Return the records exactly as they stand, and keep the pictures out of the copy.

[Point-per-instance localization data]
-------

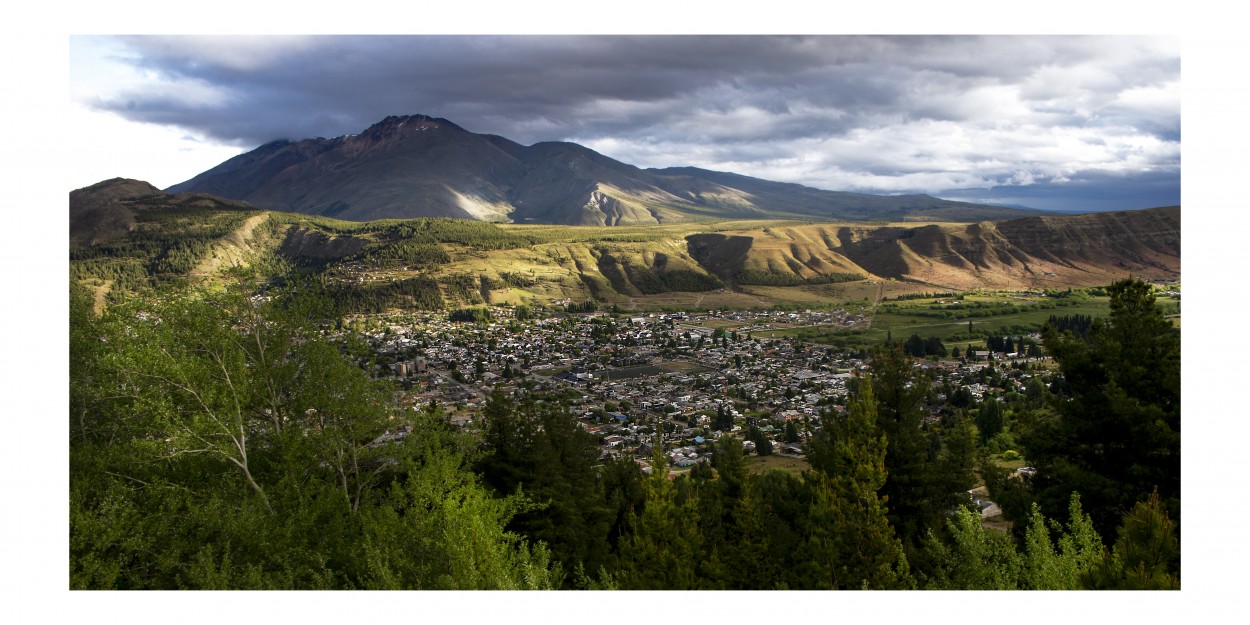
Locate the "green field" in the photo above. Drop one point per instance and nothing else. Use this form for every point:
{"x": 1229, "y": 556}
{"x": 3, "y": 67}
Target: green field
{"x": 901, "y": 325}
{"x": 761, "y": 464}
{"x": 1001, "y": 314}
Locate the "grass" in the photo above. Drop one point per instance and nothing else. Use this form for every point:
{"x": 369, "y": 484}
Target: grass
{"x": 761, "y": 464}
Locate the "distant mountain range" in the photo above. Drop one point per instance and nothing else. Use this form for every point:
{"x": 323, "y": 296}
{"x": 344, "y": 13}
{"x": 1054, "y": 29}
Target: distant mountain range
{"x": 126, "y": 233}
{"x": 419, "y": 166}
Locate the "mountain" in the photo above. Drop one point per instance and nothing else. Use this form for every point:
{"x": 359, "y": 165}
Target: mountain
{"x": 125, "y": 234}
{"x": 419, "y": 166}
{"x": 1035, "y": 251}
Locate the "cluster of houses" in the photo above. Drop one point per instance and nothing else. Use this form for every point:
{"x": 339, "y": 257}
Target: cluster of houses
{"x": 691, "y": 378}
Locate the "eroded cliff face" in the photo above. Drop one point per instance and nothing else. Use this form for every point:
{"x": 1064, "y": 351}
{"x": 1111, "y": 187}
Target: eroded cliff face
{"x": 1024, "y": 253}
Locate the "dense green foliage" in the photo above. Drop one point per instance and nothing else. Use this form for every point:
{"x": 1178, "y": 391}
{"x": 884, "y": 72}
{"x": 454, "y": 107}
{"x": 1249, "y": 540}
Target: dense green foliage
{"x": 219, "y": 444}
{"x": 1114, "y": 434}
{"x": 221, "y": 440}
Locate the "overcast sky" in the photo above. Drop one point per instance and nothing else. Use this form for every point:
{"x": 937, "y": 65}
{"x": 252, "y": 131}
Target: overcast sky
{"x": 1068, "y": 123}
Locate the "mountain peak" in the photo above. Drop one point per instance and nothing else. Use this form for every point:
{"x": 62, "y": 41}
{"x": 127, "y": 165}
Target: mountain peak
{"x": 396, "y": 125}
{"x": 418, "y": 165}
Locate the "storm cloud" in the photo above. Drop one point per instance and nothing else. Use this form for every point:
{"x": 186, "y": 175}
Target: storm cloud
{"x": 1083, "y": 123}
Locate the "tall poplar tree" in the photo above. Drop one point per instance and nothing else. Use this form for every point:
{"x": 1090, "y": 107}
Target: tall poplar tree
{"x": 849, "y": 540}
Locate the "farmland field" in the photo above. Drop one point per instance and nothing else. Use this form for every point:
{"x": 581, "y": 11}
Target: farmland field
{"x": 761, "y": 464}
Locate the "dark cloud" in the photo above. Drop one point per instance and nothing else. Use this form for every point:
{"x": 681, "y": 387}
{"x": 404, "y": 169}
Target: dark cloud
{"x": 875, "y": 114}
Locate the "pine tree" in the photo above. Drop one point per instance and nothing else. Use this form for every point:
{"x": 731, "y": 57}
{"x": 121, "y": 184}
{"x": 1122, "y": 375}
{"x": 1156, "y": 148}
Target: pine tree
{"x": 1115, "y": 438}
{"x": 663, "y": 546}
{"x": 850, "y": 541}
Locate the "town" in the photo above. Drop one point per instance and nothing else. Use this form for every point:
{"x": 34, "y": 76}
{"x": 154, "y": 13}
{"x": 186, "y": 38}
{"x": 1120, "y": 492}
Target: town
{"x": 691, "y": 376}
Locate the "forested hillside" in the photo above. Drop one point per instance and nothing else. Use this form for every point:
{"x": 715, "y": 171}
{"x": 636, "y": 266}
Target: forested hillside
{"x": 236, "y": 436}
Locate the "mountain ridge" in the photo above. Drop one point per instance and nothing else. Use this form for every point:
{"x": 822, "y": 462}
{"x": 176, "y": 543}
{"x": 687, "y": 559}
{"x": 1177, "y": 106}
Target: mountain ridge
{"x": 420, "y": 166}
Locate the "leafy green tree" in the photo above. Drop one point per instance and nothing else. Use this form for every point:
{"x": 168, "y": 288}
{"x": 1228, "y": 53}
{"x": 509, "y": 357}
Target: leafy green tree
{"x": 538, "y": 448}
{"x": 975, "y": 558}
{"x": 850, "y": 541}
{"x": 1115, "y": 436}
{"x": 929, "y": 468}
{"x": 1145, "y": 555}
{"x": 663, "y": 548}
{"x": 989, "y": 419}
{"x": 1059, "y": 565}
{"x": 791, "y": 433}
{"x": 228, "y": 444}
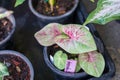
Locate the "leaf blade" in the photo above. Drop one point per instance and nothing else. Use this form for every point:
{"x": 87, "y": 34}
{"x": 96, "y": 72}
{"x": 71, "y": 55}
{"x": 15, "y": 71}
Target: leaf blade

-------

◆ **ANSWER BELOW**
Locate the "green field" in the photo above. Drop one point per instance and nothing else. Use this form for every point:
{"x": 1229, "y": 556}
{"x": 3, "y": 67}
Target: green field
{"x": 901, "y": 325}
{"x": 761, "y": 464}
{"x": 1001, "y": 314}
Locate the "grass" in the photo above. Drop one point per instance and nothing else. Use this form for every point:
{"x": 369, "y": 484}
Target: grass
{"x": 761, "y": 464}
Locate the "distant mountain range" in the photo above. Drop one point per instance and nothing else. Use this form for every point:
{"x": 323, "y": 296}
{"x": 344, "y": 13}
{"x": 1054, "y": 29}
Target: distant mountain range
{"x": 126, "y": 233}
{"x": 419, "y": 166}
Locate the "mountain" in the photo above. Drop one point per instance and nothing else. Use this form for every point:
{"x": 359, "y": 165}
Target: mountain
{"x": 125, "y": 234}
{"x": 419, "y": 166}
{"x": 1035, "y": 251}
Locate the "cluster of houses" in the photo above. Drop one point per instance and nothing else. Use this form for every point:
{"x": 339, "y": 257}
Target: cluster of houses
{"x": 691, "y": 378}
Locate the "eroded cliff face" in the photo above. Drop one point per instance and nothing else. Use this form for every point:
{"x": 1064, "y": 351}
{"x": 1111, "y": 187}
Target: eroded cliff face
{"x": 1024, "y": 253}
Locate the "dense green foliage" in the photo above. Drop one point per instance and nothing else. Use this form for every point:
{"x": 1178, "y": 391}
{"x": 884, "y": 72}
{"x": 454, "y": 107}
{"x": 1249, "y": 540}
Target: dense green foliage
{"x": 219, "y": 444}
{"x": 1114, "y": 434}
{"x": 221, "y": 440}
Locate the "overcast sky" in the photo above. Drop one point per instance and nothing else. Use this form for every point:
{"x": 937, "y": 65}
{"x": 252, "y": 131}
Target: overcast sky
{"x": 1068, "y": 123}
Locate the "mountain peak" in the photo above. Drop one point per instance and nothing else. Use this form for every point:
{"x": 62, "y": 41}
{"x": 127, "y": 165}
Target: mountain peak
{"x": 396, "y": 125}
{"x": 418, "y": 165}
Locate the "storm cloud" in the photo above. Drop one point per instance and nothing else. Use this form for every point:
{"x": 186, "y": 175}
Target: storm cloud
{"x": 1083, "y": 123}
Locate the "tall poplar tree" in the photo above. Drop one point per instance and nothing else. Use this form for every point:
{"x": 1090, "y": 107}
Target: tall poplar tree
{"x": 849, "y": 540}
Locate the "farmland field" in the photo above. Drop one point per instance and nothing else. Use this form for every point:
{"x": 581, "y": 11}
Target: farmland field
{"x": 761, "y": 464}
Locate the "dark cloud" in the photo above. Drop one point per instance and nothing else. Use this form for every point:
{"x": 681, "y": 387}
{"x": 404, "y": 169}
Target: dark cloud
{"x": 875, "y": 114}
Locate the "pine tree" in the photo above. Drop one point per instance and nothing else. Use this form for every point:
{"x": 731, "y": 57}
{"x": 121, "y": 184}
{"x": 1122, "y": 375}
{"x": 1156, "y": 148}
Target: pine tree
{"x": 1115, "y": 438}
{"x": 663, "y": 546}
{"x": 850, "y": 541}
Locate the "town" in the photo above. Drop one point per instance and nothing else. Use this form for every point:
{"x": 34, "y": 76}
{"x": 154, "y": 13}
{"x": 186, "y": 38}
{"x": 1120, "y": 492}
Target: town
{"x": 691, "y": 376}
Locate the "forested hillside" in the photo above. Drop one point per instance and nothing else. Use this form for every point:
{"x": 715, "y": 171}
{"x": 636, "y": 266}
Target: forested hillside
{"x": 236, "y": 436}
Locate the "mountain ridge" in the photo above. Drop one point per instance and nothing else. Use this form for every point:
{"x": 822, "y": 462}
{"x": 176, "y": 543}
{"x": 687, "y": 559}
{"x": 1177, "y": 106}
Target: mountain ridge
{"x": 420, "y": 166}
Locate the "leafy green tree" in the photo above. Drop one point per instance and nothing else. Use this form for every point:
{"x": 168, "y": 288}
{"x": 1228, "y": 53}
{"x": 509, "y": 357}
Target: leafy green tree
{"x": 538, "y": 448}
{"x": 975, "y": 558}
{"x": 850, "y": 541}
{"x": 1115, "y": 436}
{"x": 929, "y": 468}
{"x": 1145, "y": 555}
{"x": 663, "y": 548}
{"x": 989, "y": 419}
{"x": 1059, "y": 565}
{"x": 791, "y": 433}
{"x": 228, "y": 444}
Locate the "leaf blade" in the photo above. Drop one point per instance and nothing else. Use this form for every point:
{"x": 87, "y": 34}
{"x": 96, "y": 72}
{"x": 71, "y": 55}
{"x": 15, "y": 71}
Target: leaf blade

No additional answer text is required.